▸ RECORDS SHOWN
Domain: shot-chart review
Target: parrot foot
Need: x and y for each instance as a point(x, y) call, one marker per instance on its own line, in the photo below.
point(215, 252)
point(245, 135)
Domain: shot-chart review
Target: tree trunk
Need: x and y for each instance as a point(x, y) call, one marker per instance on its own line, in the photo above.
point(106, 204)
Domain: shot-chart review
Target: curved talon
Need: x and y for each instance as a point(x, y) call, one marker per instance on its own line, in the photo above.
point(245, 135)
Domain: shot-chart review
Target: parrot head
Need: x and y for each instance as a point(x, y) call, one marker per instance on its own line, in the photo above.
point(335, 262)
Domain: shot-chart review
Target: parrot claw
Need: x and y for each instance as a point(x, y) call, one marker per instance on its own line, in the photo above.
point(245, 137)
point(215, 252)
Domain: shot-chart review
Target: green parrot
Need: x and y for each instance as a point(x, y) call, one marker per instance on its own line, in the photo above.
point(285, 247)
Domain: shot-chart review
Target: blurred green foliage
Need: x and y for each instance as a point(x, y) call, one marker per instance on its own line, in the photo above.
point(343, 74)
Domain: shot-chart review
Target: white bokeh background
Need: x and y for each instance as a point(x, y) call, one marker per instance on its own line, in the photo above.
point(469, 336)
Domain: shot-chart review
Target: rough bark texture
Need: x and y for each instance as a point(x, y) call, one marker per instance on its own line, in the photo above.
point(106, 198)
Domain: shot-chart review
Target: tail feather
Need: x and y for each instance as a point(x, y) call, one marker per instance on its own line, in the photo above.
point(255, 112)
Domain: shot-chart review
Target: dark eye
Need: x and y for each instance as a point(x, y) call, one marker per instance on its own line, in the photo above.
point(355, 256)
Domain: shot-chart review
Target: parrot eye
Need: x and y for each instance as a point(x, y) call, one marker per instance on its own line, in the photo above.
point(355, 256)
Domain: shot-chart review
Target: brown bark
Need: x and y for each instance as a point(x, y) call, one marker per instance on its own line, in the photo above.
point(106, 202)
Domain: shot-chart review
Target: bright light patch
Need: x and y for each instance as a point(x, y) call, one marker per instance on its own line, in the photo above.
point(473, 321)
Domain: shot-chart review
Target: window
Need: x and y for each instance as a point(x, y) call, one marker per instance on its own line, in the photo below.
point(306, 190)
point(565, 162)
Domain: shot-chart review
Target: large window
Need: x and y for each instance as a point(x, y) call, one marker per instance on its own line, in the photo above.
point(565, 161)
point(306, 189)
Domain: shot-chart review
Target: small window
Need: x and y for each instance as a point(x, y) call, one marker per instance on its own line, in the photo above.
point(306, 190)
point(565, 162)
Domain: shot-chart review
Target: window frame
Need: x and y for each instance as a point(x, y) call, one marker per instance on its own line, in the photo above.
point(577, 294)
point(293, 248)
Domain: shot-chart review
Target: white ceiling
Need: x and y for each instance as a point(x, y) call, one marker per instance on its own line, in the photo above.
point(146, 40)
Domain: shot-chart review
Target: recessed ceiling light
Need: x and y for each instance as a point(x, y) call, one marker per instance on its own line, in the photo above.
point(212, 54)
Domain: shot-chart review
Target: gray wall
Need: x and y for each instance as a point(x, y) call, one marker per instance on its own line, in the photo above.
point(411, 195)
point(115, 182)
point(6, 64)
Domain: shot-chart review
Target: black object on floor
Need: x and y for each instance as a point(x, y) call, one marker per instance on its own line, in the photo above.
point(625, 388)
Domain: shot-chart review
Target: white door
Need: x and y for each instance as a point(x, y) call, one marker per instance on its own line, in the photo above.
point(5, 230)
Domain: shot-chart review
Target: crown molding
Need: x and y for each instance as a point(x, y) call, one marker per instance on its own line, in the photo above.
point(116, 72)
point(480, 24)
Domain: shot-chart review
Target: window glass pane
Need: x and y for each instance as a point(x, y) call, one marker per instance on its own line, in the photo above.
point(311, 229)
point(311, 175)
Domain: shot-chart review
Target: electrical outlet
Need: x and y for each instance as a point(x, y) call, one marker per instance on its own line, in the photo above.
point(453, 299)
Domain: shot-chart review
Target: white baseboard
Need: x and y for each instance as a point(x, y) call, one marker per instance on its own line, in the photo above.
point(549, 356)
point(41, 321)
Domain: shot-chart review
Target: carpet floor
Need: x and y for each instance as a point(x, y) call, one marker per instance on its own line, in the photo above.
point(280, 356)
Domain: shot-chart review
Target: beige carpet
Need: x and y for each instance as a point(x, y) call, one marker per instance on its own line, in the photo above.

▸ PROBLEM DESCRIPTION
Return all of the above records exactly, leaving no line out.

▸ RESPONSE TO THIS TASK
Domain: shot-chart review
Target: parrot foot
Need: x and y for each instance as a point(x, y) call, one marker per instance on its own line, in the photo below.
point(215, 252)
point(245, 135)
Domain: shot-chart review
Target: tree trunk
Need: x and y for each instance as a point(x, y) call, one marker per instance on its own line, in the photo above.
point(106, 204)
Domain: shot-chart review
Target: curved talon
Need: x and y for each instance as a point(x, y) call, one marker per instance on its own line, in the photo above.
point(245, 135)
Domain: shot-chart review
Target: parrot head
Need: x and y for each instance as a point(x, y) call, one marker per instance on its own line, in the photo above.
point(335, 262)
Domain: shot-chart review
Target: parrot claw
Need: x and y for each instance as a point(x, y) call, one marker per instance on its own line, in the photo above.
point(245, 137)
point(215, 252)
Domain: shot-chart review
Target: green parrot
Need: x and y for each instance as a point(x, y) call, one marker per instance on its own line, in the photo above.
point(285, 247)
Domain: shot-chart review
Target: blurred green foliage
Need: x and y for each instance as a point(x, y) call, one marker per instance on its own line, in the photo above.
point(343, 74)
Domain: shot-chart review
Target: white bokeh background
Need: x and y for each instance as a point(x, y) call, one marker per instance on its own line, in the photo above.
point(469, 336)
Domain: shot-chart review
Target: rough bark texture
Need: x and y for each instance as a point(x, y) call, one marker per instance on its own line, in the photo above.
point(106, 198)
Domain: shot-chart review
Target: tail feather
Need: x and y for each instance as a point(x, y) call, one marker per instance on its own line, in the photo above.
point(255, 112)
Domain: shot-chart review
Target: dark eye
Need: x and y for each instance as a point(x, y) call, one marker per instance on its own line, in the photo above.
point(355, 256)
Domain: shot-chart review
Target: parrot eye
Need: x and y for each instance as a point(x, y) call, one marker per instance on its own line, in the photo above.
point(355, 256)
Domain: shot-chart review
Target: brown bark
Need: x and y for each instance as a point(x, y) call, one marker per instance on its own line, in the photo above.
point(106, 202)
Domain: shot-chart review
Target: bright light patch
Need: x and y for each instance as a point(x, y) call, one marker per instance on its own line, in the photo above.
point(473, 321)
Domain: shot-chart review
Target: window
Need: x and y for each instance as a point(x, y) call, one marker per instance on its own line, in the photo below.
point(306, 190)
point(565, 162)
Domain: shot-chart review
Target: large window
Need: x and y for each instance as a point(x, y) call, one marker per instance on its own line, in the photo above.
point(565, 161)
point(306, 189)
Domain: shot-chart review
Target: small window
Need: x and y for each instance as a point(x, y) call, one marker per instance on its own line, in the photo above.
point(306, 190)
point(565, 162)
Domain: shot-chart review
Target: window frame
Need: x and y for each instance as a point(x, y) call, one marker per instance on its own line, in the photo above.
point(577, 294)
point(293, 248)
Domain: shot-chart review
Target: white ceiling
Need: x and y for each instance as a point(x, y) call, one marker per instance on its own line, in the photo above.
point(146, 40)
Domain: shot-chart review
Target: recessed ceiling light
Need: x and y for each instance as a point(x, y) call, one marker per instance on its own line, in the photo above.
point(212, 54)
Domain: shot-chart review
Target: gray wall
Need: x and y for each instance as a point(x, y) call, one marker per instance on its own line, in the photo above.
point(411, 195)
point(115, 182)
point(6, 64)
Domain: shot-chart review
Target: black object on floor
Need: x and y for each instance as a point(x, y) call, one marker per instance on its own line, in the photo above.
point(625, 388)
Domain: shot-chart review
Target: white door
Need: x and y for each instance as a point(x, y) call, one marker per instance on its own line, in the photo above.
point(5, 230)
Domain: shot-chart review
Target: crown molding
Need: x and y for each instance as a point(x, y) call, one marker per instance on its own line, in the photo above.
point(116, 72)
point(480, 24)
Domain: shot-chart review
Target: window glass pane
Need: x and y for each instance as a point(x, y) call, one marker per instance on its own line, in the photo above.
point(311, 229)
point(311, 175)
Domain: shot-chart review
Target: electrical outlet
Need: x and y for each instance as a point(x, y) call, one marker per instance on its own line, in the photo above.
point(453, 299)
Domain: shot-chart review
Target: white baseboard
Need: x and y for each instance as a point(x, y) call, one marker per instance on its own line, in the photo above.
point(549, 356)
point(41, 321)
Domain: shot-chart review
Target: carpet floor
Need: x and y for each instance as a point(x, y) call, one marker per instance on its own line, in the photo above.
point(280, 356)
Domain: shot-chart review
Target: beige carpet
Need: x and y for each instance as a point(x, y) call, one marker per instance on its own line, in the photo above.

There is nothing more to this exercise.